+++ PROVIDED DATA +++

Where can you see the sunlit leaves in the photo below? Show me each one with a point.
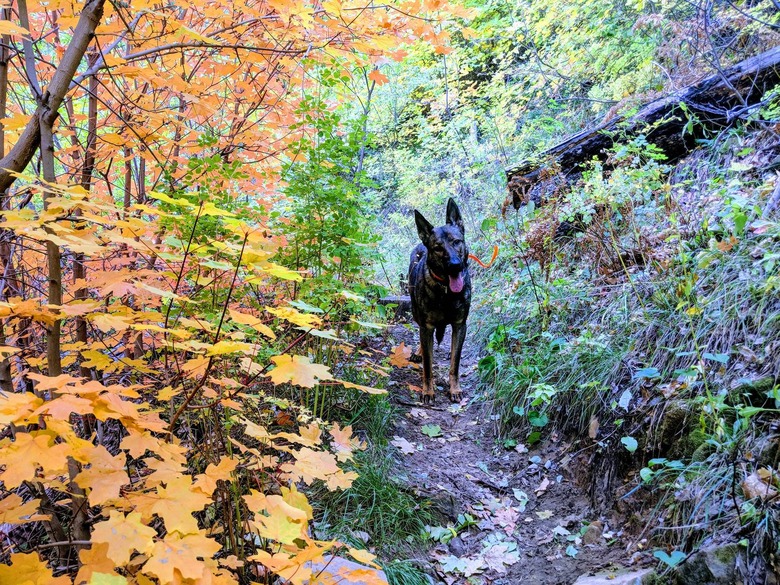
(298, 370)
(28, 568)
(124, 535)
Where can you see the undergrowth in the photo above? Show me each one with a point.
(379, 511)
(681, 335)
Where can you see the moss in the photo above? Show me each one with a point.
(674, 425)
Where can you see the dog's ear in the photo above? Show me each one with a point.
(453, 215)
(424, 227)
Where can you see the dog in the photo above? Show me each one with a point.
(440, 290)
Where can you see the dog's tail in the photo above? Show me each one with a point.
(440, 333)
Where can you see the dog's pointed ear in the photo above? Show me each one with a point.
(424, 227)
(453, 215)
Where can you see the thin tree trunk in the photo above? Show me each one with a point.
(29, 140)
(6, 381)
(79, 270)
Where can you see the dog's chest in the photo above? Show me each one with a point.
(437, 305)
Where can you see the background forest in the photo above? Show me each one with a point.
(205, 208)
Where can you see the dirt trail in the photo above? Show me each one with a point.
(465, 471)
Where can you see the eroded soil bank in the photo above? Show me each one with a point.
(513, 515)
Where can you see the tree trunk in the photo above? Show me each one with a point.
(712, 104)
(29, 141)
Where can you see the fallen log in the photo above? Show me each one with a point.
(714, 102)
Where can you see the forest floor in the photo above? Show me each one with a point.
(532, 522)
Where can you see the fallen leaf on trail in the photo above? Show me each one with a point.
(507, 518)
(542, 486)
(473, 566)
(400, 356)
(431, 430)
(754, 486)
(405, 446)
(521, 497)
(499, 554)
(13, 511)
(363, 556)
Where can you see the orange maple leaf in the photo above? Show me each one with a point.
(180, 555)
(105, 476)
(14, 511)
(400, 356)
(124, 534)
(207, 482)
(28, 568)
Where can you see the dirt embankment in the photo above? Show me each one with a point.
(512, 515)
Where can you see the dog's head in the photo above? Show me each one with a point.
(447, 252)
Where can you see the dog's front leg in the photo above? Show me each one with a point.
(429, 384)
(458, 337)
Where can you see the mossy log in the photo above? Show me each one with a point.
(714, 103)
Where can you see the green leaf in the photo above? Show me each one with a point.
(304, 306)
(630, 443)
(431, 430)
(647, 373)
(672, 560)
(538, 420)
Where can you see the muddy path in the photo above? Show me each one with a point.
(517, 516)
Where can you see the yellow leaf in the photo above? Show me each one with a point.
(16, 408)
(225, 346)
(378, 77)
(207, 481)
(124, 534)
(281, 272)
(28, 569)
(253, 322)
(24, 456)
(344, 442)
(305, 320)
(180, 554)
(298, 370)
(282, 522)
(106, 322)
(105, 475)
(298, 500)
(401, 355)
(95, 562)
(363, 556)
(366, 389)
(14, 511)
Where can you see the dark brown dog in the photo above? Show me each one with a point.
(440, 288)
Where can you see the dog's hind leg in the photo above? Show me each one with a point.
(458, 337)
(429, 382)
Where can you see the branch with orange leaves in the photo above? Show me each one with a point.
(492, 258)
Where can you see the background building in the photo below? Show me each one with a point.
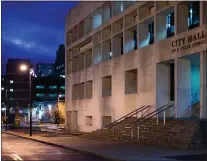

+++

## TASK DESCRIPTION
Update all of the records above by replacing "photo" with "image" everywhere it appears, keeping every other word the same. Leave the pictures out of your answer.

## ANSWER TO THE EXERCISE
Where can you see the sunlit leaves in the image below? Show me each one with a point.
(298, 370)
(28, 568)
(124, 535)
Where can you see the undergrowth in the image above? Show me each one with a point.
(379, 511)
(681, 335)
Where can you see the moss in the image above? Show me each one with a point.
(674, 425)
Where can you see the dog's ear in the image above? Show me each one with a point.
(453, 215)
(424, 227)
Where can you see the dog in the image above? Show me each one with a point.
(440, 290)
Where can you see the dog's tail in the image above? Show me each one with a point.
(440, 333)
Where can you see the dog's pointed ear in the image above? Show me each one with a point.
(424, 227)
(453, 215)
Where can you see the thin tree trunk in the image above? Show me each one with a point.
(29, 140)
(6, 381)
(79, 270)
Where can you see the dog's chest in the image above? Show me each one with a point.
(437, 305)
Where can you see the background forest in the image above? Show me each one with a point.
(205, 208)
Where can you see the dirt trail in the image above? Show me each one with a point.
(465, 471)
Where can you see the eroded soil bank in the image above? Show me each one with a point.
(513, 515)
Where can you see the tree trunk in the image above? Show me each one with a point.
(712, 104)
(29, 141)
Where can you see the fallen log in the image above? Show me each one with a point.
(714, 102)
Where can you see the forest floor in the image above? Show me each one with a point.
(532, 522)
Where can you see the fallen leaf on trail in the image above? Show me each one with a point.
(507, 518)
(542, 486)
(473, 566)
(400, 356)
(431, 430)
(754, 486)
(405, 446)
(521, 497)
(499, 554)
(13, 511)
(363, 556)
Where can you see the orange maple leaf in the image above? Show me each one with a point.
(180, 555)
(105, 476)
(14, 511)
(400, 356)
(124, 534)
(207, 482)
(28, 568)
Where can you see the dirt embankment in the image above? Show me each one with a point.
(512, 515)
Where can you see the dog's head in the image above? Show me each one with a point.
(447, 252)
Where can you see the dog's front leg in the image above? Show me each one with a point.
(429, 384)
(458, 337)
Where can you see the mossy log in the image above? Show me each one with a point.
(714, 103)
Where can you see the green leaf in the image above? Show me each one with a point.
(304, 306)
(630, 443)
(431, 430)
(647, 373)
(672, 560)
(538, 420)
Where can you see the muddy path in the image above? Show me each one with a point.
(517, 516)
Where can you see the yellow leaf in the image above? Show me each one with a point.
(16, 408)
(225, 346)
(378, 77)
(207, 481)
(124, 534)
(281, 272)
(28, 569)
(253, 322)
(24, 456)
(344, 442)
(305, 320)
(180, 554)
(298, 370)
(282, 522)
(106, 322)
(105, 475)
(298, 500)
(401, 355)
(95, 562)
(363, 556)
(366, 389)
(14, 511)
Where can you see the dark brown dog in the image above? Show me each one with a point.
(440, 288)
Where can you see the dog's hind leg in the image above? Show me each one with a point.
(458, 337)
(429, 382)
Where can you see the branch with orange leaves in the image above? Show me each one with a point.
(492, 258)
Where can you see the background building in the image below? Show me each one with a point.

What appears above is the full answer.